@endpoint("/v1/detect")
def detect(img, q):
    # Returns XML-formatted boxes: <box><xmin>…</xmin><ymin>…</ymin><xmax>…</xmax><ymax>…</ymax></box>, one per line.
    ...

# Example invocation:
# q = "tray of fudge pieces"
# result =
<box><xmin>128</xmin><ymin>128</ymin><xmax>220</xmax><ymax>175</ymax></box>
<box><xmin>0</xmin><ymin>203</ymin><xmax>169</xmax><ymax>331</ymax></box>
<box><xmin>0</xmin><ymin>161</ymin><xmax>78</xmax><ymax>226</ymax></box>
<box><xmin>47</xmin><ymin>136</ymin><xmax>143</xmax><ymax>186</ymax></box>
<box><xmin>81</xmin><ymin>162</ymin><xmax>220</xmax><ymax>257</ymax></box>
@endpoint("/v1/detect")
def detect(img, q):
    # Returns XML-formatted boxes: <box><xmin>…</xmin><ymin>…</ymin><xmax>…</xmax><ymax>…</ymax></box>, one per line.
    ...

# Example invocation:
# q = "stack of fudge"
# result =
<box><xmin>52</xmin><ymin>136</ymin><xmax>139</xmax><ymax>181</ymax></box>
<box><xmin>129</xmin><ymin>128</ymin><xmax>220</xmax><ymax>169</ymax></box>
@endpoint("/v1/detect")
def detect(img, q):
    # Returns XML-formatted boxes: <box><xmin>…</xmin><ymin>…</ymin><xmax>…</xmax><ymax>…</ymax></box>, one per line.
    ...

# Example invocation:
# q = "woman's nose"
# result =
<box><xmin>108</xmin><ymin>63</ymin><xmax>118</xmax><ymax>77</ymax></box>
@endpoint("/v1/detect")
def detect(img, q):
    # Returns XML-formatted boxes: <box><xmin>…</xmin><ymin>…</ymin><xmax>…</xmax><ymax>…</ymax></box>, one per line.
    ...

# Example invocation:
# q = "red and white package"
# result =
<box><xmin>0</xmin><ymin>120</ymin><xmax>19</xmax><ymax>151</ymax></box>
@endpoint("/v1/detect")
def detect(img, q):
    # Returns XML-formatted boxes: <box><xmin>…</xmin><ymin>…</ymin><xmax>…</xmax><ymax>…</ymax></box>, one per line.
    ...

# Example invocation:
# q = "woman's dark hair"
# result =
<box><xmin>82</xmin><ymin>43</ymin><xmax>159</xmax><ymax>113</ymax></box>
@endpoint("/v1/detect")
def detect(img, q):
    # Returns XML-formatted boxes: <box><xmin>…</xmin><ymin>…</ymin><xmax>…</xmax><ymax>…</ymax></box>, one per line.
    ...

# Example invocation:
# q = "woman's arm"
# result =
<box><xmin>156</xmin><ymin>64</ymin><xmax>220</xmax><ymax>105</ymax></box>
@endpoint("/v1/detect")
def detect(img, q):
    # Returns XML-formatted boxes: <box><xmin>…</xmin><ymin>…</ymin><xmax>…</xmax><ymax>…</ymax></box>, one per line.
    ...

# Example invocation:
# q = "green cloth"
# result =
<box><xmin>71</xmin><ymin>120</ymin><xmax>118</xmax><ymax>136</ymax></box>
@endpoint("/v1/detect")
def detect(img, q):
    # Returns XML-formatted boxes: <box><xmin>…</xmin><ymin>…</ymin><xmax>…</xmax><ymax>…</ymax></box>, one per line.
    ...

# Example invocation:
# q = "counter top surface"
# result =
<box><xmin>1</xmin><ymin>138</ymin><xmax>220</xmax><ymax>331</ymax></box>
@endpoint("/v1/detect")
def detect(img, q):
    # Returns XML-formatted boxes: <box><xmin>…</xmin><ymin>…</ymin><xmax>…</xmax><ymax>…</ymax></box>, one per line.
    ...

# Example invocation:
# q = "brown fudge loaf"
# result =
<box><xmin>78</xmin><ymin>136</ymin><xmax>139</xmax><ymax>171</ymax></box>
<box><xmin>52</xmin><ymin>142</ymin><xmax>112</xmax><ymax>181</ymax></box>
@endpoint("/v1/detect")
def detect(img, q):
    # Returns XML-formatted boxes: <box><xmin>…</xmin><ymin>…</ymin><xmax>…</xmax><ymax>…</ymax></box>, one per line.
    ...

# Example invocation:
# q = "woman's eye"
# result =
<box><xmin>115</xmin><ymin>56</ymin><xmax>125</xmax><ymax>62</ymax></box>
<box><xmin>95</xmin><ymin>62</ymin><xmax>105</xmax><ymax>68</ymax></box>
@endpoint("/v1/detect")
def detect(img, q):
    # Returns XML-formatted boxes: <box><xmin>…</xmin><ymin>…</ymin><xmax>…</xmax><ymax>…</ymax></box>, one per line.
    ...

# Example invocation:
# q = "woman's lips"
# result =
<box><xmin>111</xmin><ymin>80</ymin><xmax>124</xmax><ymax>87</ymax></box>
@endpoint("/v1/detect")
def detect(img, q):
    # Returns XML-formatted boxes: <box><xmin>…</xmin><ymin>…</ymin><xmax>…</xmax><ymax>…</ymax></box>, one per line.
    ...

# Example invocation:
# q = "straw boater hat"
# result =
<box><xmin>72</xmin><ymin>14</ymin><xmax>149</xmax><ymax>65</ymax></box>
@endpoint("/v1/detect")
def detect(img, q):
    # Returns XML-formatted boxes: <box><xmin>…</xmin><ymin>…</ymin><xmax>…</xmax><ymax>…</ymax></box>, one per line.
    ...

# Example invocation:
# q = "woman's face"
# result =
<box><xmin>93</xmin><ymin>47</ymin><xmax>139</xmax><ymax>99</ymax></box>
□ □ □ □
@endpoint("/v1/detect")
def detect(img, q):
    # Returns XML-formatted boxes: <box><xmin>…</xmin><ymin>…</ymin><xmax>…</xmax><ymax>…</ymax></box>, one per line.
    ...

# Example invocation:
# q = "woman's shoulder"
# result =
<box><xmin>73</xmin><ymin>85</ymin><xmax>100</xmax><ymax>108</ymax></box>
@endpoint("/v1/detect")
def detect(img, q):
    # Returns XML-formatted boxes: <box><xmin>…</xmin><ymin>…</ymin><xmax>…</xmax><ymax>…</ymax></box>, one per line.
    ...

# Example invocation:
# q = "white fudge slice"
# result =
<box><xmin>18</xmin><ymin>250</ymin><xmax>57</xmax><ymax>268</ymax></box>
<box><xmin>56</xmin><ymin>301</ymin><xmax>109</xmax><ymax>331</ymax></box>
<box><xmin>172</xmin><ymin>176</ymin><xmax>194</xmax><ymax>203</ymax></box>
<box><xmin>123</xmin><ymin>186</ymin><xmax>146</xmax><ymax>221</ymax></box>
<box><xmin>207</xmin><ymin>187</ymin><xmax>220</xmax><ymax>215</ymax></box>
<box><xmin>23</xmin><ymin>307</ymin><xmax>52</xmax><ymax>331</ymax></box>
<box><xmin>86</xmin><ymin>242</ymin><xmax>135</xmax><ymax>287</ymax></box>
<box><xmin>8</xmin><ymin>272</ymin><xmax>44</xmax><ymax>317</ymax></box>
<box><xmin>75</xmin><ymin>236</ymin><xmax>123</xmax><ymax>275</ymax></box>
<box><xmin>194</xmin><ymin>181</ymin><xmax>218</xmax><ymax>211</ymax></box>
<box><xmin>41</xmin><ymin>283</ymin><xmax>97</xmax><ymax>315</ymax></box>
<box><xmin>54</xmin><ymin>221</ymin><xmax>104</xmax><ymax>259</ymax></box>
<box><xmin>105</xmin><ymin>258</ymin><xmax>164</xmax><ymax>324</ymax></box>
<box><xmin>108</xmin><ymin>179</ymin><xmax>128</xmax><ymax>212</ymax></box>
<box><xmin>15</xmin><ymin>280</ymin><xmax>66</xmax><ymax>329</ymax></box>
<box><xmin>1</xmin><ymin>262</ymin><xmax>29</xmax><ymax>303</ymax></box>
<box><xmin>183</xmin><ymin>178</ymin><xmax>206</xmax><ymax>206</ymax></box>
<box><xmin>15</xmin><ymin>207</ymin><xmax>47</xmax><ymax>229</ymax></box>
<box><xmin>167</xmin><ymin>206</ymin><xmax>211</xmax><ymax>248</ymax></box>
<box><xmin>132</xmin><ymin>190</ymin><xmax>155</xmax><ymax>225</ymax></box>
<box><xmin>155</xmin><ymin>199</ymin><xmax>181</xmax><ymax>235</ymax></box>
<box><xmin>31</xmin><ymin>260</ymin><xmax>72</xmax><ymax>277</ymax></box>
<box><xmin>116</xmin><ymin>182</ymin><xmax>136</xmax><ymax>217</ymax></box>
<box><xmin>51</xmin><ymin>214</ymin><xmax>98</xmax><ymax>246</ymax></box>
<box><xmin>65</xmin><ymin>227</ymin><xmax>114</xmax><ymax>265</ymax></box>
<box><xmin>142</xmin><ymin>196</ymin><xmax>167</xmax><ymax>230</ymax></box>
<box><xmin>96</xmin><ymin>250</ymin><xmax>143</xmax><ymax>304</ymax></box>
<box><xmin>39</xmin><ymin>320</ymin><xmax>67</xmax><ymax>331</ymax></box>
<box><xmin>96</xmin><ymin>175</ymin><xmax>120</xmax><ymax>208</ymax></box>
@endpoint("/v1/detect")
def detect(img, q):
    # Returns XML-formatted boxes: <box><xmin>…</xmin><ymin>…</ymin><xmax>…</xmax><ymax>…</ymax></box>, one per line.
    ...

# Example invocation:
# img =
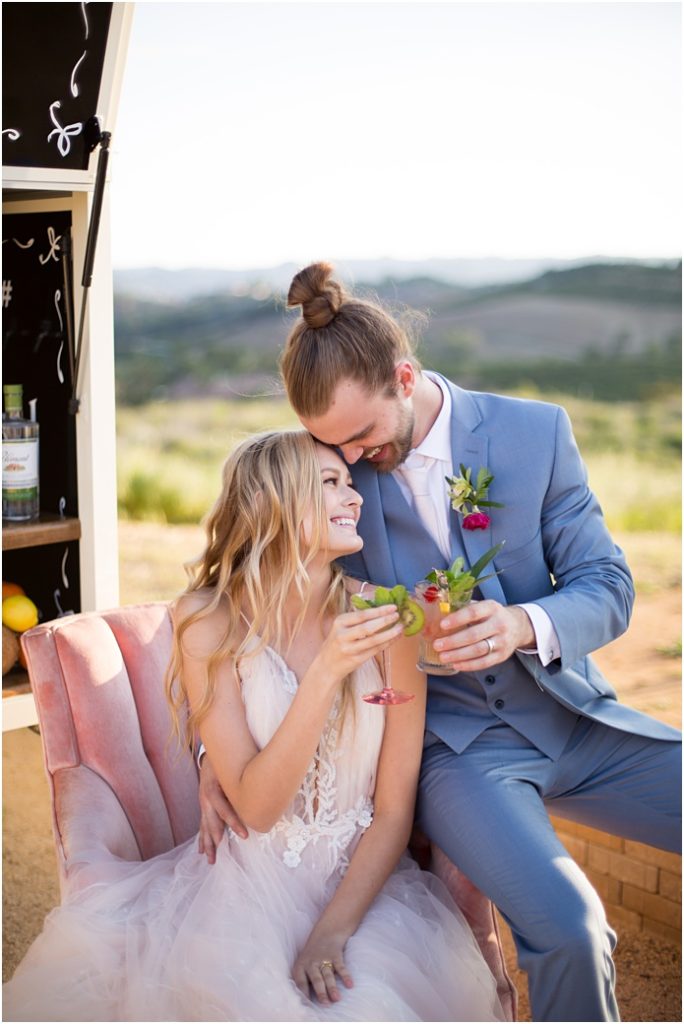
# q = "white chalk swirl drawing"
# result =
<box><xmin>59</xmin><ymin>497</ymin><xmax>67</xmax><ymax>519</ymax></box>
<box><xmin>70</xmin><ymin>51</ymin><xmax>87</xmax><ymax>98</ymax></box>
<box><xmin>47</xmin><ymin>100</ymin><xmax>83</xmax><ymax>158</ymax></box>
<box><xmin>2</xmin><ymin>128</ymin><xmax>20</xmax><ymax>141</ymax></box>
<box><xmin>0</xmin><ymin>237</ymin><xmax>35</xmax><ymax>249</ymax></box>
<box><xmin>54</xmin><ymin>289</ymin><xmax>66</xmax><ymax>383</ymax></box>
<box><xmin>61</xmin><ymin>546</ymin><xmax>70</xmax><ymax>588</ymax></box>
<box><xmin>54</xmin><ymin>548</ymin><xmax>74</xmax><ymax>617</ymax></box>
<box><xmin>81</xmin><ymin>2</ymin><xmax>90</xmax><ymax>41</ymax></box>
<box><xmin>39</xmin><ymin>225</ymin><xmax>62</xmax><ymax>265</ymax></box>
□ □ □ □
▸ **Action item**: Copy all lines above where "fudge" is present.

▸ **Exercise output**:
# q = "tray of fudge pieces"
# q = "stack of fudge"
# q = "brown fudge loaf"
# q = "white fudge slice"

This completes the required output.